Required task
Render every line of the records below as a Markdown table with the columns Row and Content, numbering the rows and skipping blank lines. Leave the pictures out of the table.

╭─ Input data

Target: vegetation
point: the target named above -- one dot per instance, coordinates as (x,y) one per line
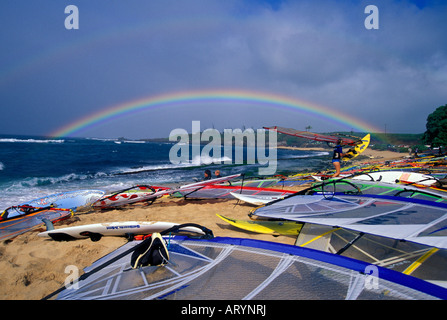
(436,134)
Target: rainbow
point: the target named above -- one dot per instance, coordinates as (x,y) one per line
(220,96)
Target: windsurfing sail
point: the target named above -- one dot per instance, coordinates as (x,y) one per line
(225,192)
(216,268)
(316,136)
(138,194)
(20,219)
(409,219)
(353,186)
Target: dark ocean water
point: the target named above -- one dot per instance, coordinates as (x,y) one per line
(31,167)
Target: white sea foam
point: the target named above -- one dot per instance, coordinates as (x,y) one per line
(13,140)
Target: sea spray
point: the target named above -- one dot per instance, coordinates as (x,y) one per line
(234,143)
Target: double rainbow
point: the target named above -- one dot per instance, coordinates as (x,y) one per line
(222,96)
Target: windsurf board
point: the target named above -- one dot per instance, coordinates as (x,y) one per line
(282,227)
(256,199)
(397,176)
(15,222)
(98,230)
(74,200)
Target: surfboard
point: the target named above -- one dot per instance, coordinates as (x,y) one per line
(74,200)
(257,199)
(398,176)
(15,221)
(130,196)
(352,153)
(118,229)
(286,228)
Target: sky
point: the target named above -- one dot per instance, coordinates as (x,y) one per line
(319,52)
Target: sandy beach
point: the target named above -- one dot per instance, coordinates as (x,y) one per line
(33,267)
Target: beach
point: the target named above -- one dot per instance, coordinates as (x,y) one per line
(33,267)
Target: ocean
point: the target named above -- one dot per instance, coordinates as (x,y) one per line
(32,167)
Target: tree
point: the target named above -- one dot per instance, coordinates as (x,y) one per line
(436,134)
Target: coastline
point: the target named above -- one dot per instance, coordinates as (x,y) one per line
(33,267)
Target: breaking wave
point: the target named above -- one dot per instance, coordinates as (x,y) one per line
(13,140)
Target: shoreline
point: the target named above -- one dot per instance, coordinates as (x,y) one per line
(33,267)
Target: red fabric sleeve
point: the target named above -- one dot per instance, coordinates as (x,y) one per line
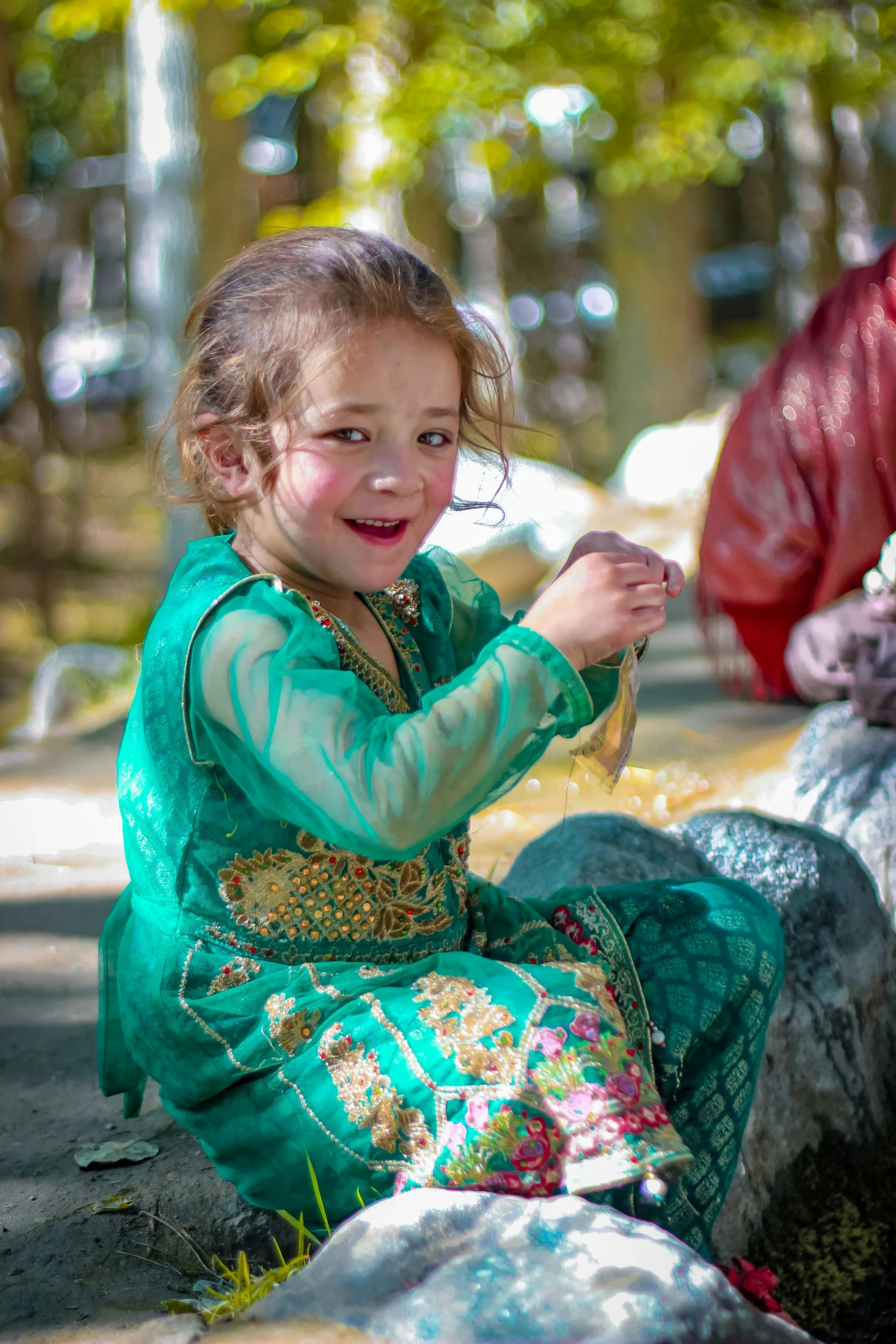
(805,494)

╰─

The output
| Row | Content |
|---|---|
| 1 | Target: vegetation |
| 2 | point: the target named above -- one dot per instance, coordinates as (x,y) one per line |
| 3 | (436,134) |
| 4 | Target: rainbow |
| 5 | point: the target named above -- one dot per instance, coordinates as (x,y) one per line |
| 6 | (220,96) |
| 7 | Target: windsurfing sail |
| 8 | point: the target named above -- one dot per instance, coordinates as (x,y) one per line |
| 9 | (225,192) |
| 10 | (216,268) |
| 11 | (316,136) |
| 12 | (138,194) |
| 13 | (20,219) |
| 14 | (409,219) |
| 15 | (353,186) |
| 16 | Target: dark ocean water |
| 17 | point: the target named above -- one dot per instance, coordinates as (x,y) one per line |
| 18 | (31,167) |
| 19 | Target: white sea foam |
| 20 | point: the target named above -- one dot per instance, coordinates as (x,y) one per line |
| 21 | (13,140) |
| 22 | Target: sea spray |
| 23 | point: the target named above -- one dot per instance, coordinates as (x,y) one per line |
| 24 | (234,143) |
| 25 | Target: double rainbow |
| 26 | point: the target named above -- one dot per instance, coordinates as (x,y) one per line |
| 27 | (222,96) |
| 28 | Target: windsurf board |
| 29 | point: the target named above -- one dot per instance, coordinates as (x,y) one per line |
| 30 | (282,227) |
| 31 | (256,199) |
| 32 | (397,176) |
| 33 | (15,222) |
| 34 | (98,230) |
| 35 | (74,200) |
| 36 | Target: surfboard |
| 37 | point: the target named above -- one dot per instance, coordinates as (x,y) one per line |
| 38 | (74,200) |
| 39 | (257,199) |
| 40 | (398,176) |
| 41 | (15,221) |
| 42 | (130,196) |
| 43 | (352,153) |
| 44 | (118,229) |
| 45 | (286,228) |
| 46 | Target: sky |
| 47 | point: the target named above -- one dot per instance, coordinates as (x,y) one per line |
| 48 | (319,52) |
| 49 | Target: sandy beach |
| 50 | point: the target named above -- one dot per instance, coordinates as (x,y) one per line |
| 51 | (33,267) |
| 52 | Target: beach |
| 53 | point: the target named above -- one dot per instance, coordinates as (x,y) one per line |
| 54 | (33,267) |
| 55 | Target: ocean |
| 56 | point: the target named above -- one dot per instance, coordinates as (x,y) one per line |
| 57 | (32,167) |
| 58 | Target: tree |
| 59 | point: the target named above -- one dot per instance, coordinates as (x,y) one per line |
| 60 | (436,134) |
| 61 | Target: coastline |
| 62 | point: the target named above -- one dot per instance, coordinates as (x,y) one per line |
| 63 | (33,267) |
| 64 | Target: breaking wave |
| 65 | point: the target named above -- one dot per instance, coordinates as (x,y) one per line |
| 66 | (13,140) |
| 67 | Target: shoreline |
| 68 | point: the target named above -- one dot per instance, coordinates as (x,y) one per line |
| 69 | (33,267) |
| 70 | Target: red fabric sleeve |
| 71 | point: the target named above -- one dot per instance, coordinates as (x,y) one per line |
| 72 | (805,494) |